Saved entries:
◇ ◇ ◇ ◇
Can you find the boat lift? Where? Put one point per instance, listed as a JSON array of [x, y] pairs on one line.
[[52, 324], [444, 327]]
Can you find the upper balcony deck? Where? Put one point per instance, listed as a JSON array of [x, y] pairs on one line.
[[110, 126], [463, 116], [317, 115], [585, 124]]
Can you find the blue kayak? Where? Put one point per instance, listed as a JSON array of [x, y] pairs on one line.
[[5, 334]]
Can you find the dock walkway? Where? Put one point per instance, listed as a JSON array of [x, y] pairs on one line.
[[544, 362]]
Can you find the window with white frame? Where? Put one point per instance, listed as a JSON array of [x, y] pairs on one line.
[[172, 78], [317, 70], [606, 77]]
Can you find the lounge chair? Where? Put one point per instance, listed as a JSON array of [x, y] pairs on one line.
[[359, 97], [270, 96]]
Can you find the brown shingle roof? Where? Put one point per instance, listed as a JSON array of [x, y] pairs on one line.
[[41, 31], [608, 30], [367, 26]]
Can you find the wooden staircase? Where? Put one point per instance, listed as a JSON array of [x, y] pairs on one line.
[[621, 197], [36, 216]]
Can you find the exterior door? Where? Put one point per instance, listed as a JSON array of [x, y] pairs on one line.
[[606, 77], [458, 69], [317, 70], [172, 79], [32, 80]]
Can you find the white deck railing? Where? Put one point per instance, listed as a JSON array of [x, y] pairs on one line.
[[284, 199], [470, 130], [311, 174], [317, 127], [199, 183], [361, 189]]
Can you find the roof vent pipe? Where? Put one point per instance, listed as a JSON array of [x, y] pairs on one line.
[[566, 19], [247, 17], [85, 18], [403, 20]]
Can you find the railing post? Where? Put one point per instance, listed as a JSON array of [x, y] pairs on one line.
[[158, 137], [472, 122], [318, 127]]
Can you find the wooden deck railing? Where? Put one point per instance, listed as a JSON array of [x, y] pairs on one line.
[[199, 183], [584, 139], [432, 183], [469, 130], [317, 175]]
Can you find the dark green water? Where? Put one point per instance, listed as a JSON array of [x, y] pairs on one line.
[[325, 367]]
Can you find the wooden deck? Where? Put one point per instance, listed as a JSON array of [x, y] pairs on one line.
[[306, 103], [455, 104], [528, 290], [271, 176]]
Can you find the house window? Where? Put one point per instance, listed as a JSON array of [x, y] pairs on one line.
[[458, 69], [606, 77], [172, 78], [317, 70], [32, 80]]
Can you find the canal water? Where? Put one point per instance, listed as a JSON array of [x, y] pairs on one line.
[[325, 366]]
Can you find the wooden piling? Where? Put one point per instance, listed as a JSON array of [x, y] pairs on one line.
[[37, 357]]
◇ ◇ ◇ ◇
**Exercise details**
From the line containing "Can you find the wooden piling?" to the final line of the data above, transcribe every line exactly and nothing more.

**Reply**
Can you find the wooden piling? Where? Put one point per instance, listed as a JSON array of [x, y] pairs on one line.
[[37, 357]]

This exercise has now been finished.